*What to do*:
Copy out the stretch of lines below from the line containing "Would you please identify the small" through the line containing "column 425, row 209", both included, and nothing else.

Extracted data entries

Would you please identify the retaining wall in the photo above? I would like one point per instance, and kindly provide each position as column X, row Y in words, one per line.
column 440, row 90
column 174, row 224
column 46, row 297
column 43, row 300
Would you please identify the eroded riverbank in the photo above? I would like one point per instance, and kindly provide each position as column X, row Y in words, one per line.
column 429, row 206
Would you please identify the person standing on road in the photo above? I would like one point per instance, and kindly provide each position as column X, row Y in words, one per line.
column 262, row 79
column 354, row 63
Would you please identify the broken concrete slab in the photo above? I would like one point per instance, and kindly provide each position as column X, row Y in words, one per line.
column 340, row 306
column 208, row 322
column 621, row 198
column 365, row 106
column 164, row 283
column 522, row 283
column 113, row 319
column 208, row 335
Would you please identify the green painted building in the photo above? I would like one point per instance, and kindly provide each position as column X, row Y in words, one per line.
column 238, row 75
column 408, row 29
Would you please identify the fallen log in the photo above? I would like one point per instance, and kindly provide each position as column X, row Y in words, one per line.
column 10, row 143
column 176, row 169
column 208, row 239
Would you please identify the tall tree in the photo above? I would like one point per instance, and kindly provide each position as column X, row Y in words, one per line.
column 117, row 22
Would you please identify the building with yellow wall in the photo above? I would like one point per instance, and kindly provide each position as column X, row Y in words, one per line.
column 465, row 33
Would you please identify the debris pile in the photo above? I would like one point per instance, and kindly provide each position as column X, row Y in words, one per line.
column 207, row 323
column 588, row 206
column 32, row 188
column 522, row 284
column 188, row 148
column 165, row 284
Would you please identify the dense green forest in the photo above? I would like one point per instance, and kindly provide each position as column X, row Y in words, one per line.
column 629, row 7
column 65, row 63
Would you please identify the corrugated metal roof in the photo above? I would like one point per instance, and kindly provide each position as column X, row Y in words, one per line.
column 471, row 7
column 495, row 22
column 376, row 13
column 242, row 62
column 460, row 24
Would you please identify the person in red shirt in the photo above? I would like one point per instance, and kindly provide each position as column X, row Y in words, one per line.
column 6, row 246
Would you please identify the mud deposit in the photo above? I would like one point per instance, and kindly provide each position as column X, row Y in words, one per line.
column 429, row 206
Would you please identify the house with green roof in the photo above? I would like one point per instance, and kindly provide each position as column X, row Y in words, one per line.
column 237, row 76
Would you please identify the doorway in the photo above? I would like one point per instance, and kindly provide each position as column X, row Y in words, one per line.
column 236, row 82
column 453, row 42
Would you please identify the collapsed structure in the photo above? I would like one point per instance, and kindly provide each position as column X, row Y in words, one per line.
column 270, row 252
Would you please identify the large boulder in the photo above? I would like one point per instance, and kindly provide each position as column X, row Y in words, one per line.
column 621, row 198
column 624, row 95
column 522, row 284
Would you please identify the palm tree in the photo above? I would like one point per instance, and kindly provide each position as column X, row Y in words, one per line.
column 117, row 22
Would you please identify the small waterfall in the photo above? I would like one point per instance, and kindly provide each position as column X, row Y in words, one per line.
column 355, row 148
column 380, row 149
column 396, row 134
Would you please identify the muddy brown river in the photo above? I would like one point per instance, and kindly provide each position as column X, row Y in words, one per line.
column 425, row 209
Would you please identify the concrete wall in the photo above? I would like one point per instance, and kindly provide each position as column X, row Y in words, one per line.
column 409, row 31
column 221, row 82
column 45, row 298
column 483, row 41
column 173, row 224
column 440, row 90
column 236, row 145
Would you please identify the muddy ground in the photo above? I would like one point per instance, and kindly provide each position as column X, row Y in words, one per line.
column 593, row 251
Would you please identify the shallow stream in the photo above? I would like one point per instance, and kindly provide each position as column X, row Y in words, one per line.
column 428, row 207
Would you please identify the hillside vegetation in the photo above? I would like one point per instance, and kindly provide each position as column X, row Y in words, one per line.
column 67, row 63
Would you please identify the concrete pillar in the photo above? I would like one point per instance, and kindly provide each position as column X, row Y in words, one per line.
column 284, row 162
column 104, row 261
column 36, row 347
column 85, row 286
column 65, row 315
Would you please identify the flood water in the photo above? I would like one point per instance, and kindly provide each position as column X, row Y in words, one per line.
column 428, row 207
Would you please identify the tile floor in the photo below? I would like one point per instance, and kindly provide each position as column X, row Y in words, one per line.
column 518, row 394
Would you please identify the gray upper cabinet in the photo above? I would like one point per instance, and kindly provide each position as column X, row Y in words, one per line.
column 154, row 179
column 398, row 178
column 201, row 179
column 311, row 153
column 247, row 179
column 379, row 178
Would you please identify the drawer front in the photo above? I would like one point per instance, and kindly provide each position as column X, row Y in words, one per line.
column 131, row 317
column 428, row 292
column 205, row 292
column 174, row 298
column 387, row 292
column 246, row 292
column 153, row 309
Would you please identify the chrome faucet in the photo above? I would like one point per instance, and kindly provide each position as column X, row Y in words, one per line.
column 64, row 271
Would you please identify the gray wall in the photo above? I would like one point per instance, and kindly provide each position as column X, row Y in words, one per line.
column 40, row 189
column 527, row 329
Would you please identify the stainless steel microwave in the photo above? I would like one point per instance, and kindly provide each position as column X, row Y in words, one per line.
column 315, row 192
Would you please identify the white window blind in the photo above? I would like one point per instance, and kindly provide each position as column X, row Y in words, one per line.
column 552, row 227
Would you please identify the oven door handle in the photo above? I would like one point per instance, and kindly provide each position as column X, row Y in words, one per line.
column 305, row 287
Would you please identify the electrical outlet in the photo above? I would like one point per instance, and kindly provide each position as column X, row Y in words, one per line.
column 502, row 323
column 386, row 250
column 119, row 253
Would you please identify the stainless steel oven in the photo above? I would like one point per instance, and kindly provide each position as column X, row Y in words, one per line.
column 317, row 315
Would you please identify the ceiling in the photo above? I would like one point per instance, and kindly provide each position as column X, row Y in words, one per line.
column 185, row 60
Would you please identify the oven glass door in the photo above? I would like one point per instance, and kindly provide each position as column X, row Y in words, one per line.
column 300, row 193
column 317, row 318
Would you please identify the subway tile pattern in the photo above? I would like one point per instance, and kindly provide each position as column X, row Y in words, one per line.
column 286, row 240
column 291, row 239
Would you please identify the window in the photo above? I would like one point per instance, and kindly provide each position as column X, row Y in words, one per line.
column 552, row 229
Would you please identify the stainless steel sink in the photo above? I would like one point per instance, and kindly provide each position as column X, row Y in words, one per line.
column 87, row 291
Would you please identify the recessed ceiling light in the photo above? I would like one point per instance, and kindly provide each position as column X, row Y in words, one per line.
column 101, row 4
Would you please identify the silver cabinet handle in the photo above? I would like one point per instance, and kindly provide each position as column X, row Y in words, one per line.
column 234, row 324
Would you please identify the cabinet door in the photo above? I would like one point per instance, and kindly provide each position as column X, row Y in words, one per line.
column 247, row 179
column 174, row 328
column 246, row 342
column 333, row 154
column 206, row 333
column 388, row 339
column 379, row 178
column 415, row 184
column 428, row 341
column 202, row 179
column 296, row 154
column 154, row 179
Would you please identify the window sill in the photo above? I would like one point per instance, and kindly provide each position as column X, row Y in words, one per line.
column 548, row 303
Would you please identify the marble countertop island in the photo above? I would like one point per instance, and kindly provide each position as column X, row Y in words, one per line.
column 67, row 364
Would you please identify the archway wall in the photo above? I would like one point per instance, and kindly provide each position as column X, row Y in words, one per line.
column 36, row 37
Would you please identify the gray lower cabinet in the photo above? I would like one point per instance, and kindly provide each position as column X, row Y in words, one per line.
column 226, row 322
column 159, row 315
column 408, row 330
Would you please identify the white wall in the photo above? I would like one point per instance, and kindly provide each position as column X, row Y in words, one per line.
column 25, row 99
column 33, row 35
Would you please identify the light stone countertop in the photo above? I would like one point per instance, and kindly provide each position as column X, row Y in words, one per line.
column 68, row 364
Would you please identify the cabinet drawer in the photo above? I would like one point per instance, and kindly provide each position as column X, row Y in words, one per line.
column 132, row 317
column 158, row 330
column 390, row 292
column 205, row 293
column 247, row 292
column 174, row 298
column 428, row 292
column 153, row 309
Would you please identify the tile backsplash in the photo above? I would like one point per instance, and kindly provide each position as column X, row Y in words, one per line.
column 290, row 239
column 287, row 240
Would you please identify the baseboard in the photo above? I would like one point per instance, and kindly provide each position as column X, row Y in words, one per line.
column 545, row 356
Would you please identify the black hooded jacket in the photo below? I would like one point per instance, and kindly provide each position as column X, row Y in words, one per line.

*Solution for this exercise*:
Would you please identify the small waterfall in the photo above? I would like one point per instance, and kindly provide each position as column X, row Y in words, one per line.
column 355, row 148
column 380, row 149
column 396, row 134
Would you please identify the muddy brown river in the photo above? I would like one point per instance, and kindly provide each position as column X, row Y in words, one per line.
column 425, row 209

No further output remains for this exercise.